[Segmentation dataset records]
┄┄┄┄┄┄┄┄┄┄

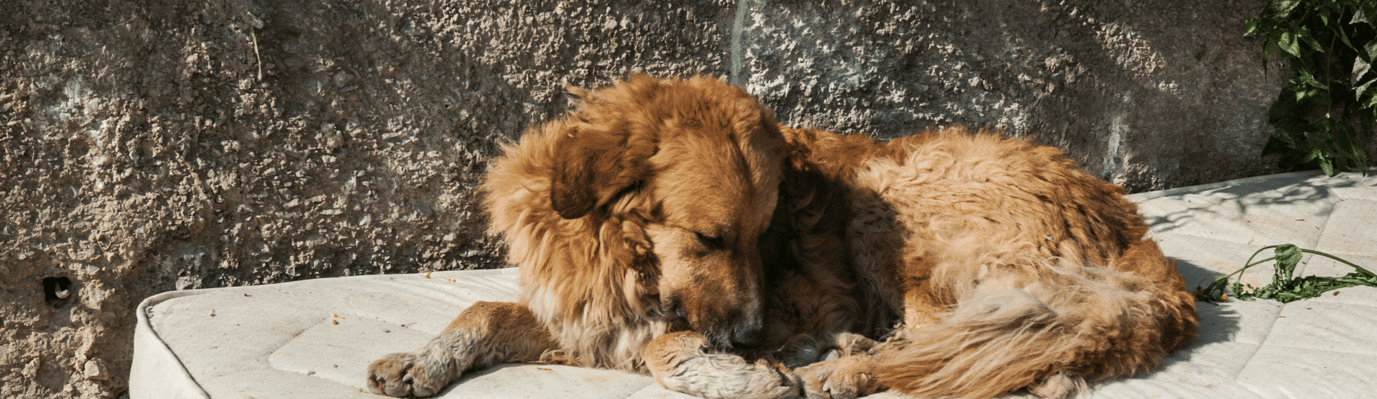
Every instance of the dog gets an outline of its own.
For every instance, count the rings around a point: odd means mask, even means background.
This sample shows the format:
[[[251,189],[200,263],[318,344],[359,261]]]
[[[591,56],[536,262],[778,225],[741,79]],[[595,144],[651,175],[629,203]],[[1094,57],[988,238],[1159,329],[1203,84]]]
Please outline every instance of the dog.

┄┄┄┄┄┄┄┄┄┄

__BRIEF__: Output every line of the rows above verbatim, leaving out the pictures.

__RESULT__:
Every instance of the dog gets an outline of its own.
For every instance, count the rings around a point: odd means mask, even means background.
This sample shows the format:
[[[251,189],[200,263],[318,344],[359,261]]]
[[[591,56],[536,262],[778,225],[741,79]],[[595,144],[651,175],[629,203]],[[1094,57],[988,238],[1159,329],[1203,84]]]
Please outline every instance of the dog.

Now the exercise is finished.